(Saved entries)
»»

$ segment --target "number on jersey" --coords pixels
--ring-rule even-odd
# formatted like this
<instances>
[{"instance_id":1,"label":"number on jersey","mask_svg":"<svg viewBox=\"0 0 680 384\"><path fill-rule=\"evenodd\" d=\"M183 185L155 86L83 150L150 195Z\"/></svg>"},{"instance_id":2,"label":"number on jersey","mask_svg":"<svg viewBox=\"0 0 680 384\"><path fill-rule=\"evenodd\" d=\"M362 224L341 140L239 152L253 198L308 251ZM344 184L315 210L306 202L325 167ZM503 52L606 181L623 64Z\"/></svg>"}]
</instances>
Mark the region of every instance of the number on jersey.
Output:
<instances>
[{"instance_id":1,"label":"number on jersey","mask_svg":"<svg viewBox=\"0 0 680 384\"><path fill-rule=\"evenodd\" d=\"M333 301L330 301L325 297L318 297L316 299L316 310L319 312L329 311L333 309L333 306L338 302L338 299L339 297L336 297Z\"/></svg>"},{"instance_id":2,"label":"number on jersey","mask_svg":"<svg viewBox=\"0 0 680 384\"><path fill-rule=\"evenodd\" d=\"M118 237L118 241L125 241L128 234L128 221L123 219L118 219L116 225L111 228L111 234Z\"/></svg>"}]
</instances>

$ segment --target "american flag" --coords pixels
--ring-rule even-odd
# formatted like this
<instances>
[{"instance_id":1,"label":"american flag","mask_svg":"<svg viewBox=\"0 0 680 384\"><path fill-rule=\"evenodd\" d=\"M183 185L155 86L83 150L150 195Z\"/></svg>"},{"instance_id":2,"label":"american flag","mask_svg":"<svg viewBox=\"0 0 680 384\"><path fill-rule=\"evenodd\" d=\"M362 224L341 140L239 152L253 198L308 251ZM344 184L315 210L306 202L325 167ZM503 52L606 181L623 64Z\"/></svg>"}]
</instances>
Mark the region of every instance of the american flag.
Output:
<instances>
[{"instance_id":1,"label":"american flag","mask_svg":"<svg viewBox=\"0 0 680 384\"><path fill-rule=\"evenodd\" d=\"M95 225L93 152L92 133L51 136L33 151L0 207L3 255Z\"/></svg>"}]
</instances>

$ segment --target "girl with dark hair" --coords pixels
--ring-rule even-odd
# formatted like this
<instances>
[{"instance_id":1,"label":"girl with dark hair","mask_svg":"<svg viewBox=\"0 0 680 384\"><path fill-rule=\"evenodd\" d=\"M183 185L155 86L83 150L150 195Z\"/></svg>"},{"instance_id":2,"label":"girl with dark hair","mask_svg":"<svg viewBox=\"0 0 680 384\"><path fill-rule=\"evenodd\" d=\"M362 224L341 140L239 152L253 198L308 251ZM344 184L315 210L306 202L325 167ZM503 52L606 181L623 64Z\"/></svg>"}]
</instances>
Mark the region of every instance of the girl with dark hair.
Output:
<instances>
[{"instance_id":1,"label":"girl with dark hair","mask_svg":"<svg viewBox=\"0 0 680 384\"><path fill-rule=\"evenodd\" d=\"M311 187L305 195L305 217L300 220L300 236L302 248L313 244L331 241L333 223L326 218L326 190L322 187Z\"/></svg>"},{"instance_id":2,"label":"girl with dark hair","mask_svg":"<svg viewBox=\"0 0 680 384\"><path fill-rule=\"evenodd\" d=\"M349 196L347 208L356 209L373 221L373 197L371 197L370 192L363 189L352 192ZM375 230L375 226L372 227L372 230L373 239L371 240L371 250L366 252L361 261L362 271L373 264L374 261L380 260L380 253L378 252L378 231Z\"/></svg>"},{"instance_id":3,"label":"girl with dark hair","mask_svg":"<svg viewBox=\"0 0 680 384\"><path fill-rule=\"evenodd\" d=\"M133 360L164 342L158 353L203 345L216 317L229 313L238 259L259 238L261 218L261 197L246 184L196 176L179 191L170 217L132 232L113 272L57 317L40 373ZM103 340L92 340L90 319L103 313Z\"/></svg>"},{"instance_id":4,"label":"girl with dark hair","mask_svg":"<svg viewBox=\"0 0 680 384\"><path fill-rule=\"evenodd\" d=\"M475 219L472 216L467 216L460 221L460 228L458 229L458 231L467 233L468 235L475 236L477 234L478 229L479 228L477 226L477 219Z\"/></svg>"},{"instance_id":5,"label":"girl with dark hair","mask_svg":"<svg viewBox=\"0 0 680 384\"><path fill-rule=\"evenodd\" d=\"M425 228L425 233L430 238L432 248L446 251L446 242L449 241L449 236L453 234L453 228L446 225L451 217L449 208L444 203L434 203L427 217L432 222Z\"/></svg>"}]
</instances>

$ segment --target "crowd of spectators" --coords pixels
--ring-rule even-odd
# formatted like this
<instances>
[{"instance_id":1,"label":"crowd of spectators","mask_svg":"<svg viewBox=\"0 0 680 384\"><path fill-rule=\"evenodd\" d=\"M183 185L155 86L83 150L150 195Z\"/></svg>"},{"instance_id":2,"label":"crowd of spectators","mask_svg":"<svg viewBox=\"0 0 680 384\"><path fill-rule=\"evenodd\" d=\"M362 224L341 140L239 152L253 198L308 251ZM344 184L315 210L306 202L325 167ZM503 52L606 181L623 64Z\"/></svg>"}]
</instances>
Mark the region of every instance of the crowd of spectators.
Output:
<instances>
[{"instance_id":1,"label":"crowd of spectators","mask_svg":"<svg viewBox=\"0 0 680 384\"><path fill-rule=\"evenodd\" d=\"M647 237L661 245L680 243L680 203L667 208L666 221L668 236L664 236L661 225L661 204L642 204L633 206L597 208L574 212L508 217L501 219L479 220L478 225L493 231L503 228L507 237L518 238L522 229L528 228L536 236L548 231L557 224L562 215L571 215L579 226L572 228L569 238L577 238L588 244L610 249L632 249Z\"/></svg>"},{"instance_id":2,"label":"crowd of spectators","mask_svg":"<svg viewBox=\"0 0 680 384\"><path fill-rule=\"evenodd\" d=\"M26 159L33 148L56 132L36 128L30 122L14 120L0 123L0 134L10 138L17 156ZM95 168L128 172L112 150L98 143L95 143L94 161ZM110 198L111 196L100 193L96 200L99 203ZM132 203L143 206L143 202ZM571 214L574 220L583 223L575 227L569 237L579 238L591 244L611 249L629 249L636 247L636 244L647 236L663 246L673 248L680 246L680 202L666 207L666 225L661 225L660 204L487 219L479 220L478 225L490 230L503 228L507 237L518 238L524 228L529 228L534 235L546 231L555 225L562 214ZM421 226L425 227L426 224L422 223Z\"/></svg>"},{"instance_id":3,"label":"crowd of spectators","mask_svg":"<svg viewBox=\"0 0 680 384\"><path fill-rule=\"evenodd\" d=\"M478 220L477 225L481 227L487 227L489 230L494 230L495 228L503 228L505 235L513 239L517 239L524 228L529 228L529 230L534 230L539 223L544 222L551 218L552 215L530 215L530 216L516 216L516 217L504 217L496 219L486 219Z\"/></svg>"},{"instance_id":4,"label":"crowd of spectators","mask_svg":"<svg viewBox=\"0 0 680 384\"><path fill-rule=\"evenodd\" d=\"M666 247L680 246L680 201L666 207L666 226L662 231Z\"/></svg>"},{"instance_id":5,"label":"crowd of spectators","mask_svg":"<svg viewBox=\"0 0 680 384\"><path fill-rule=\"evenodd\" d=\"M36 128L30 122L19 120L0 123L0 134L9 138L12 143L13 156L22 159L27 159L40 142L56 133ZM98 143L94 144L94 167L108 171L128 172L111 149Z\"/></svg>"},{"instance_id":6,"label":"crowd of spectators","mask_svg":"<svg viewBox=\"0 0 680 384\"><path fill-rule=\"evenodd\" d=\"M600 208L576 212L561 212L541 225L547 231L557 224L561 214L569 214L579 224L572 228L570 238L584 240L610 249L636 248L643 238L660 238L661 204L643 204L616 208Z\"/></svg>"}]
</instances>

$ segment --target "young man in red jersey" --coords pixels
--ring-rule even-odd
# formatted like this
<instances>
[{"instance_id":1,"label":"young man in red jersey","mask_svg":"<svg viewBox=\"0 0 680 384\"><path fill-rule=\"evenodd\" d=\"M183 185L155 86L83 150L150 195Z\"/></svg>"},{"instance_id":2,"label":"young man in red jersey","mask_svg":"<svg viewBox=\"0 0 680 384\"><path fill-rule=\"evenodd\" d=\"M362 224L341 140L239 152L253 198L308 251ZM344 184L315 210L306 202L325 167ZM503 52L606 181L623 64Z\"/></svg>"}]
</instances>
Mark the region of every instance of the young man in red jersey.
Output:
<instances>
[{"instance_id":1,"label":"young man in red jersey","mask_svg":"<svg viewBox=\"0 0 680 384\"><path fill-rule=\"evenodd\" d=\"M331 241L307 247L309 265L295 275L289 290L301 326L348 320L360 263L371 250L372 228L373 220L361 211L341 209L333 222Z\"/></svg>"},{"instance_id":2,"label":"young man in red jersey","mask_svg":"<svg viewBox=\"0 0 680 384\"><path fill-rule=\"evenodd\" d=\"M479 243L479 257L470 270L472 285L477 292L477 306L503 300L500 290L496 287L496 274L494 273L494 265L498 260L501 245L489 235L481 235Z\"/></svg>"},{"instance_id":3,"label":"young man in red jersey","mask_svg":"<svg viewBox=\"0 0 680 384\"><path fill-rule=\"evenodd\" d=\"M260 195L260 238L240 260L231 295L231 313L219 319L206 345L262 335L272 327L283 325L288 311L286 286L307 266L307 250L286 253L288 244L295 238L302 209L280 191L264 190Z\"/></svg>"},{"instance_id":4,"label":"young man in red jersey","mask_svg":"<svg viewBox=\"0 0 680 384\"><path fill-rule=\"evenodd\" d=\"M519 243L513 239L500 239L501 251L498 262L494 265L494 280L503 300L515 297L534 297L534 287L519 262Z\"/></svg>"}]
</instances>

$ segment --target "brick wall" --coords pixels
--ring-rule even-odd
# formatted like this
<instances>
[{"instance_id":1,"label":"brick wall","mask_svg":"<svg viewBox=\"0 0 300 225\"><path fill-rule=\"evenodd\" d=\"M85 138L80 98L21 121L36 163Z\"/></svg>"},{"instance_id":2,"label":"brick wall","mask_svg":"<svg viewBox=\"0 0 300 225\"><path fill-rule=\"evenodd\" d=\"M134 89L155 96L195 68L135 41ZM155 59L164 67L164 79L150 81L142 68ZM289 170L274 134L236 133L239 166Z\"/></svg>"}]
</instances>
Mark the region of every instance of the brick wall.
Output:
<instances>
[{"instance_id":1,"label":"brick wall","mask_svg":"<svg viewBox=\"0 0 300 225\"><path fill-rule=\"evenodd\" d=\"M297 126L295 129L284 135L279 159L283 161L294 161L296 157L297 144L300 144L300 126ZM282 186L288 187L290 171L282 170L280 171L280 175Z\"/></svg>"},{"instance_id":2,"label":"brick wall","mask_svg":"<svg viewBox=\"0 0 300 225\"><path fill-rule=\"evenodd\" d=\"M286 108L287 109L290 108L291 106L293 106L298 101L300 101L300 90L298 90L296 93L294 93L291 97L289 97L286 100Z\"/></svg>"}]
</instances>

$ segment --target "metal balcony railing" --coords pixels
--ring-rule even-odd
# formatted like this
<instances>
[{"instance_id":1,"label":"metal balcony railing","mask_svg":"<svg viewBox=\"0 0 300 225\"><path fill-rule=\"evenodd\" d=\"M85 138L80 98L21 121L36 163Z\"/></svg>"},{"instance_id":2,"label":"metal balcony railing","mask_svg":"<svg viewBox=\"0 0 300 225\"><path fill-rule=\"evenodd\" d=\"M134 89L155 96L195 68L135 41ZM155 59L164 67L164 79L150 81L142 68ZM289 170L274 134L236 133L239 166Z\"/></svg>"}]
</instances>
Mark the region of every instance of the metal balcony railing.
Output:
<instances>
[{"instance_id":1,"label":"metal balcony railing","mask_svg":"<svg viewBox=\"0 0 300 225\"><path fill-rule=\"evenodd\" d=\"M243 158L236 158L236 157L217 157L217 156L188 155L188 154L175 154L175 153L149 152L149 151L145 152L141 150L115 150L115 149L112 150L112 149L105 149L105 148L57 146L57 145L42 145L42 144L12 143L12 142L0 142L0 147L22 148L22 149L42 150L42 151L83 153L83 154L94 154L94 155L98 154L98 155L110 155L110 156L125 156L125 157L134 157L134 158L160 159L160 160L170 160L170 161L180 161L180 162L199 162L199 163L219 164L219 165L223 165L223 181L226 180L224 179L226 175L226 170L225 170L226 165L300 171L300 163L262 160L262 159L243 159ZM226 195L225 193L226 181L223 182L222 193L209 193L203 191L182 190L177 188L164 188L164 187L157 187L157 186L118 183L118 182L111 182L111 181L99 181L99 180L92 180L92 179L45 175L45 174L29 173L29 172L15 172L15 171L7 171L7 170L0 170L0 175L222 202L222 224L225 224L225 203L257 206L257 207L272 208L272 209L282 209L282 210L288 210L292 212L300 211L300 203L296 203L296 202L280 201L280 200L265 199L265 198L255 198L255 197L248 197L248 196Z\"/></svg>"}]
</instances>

««

▶ _Action item_
Across the data above, how many lines carry the word "target"? Only the number is needed.

▶ _The answer_
7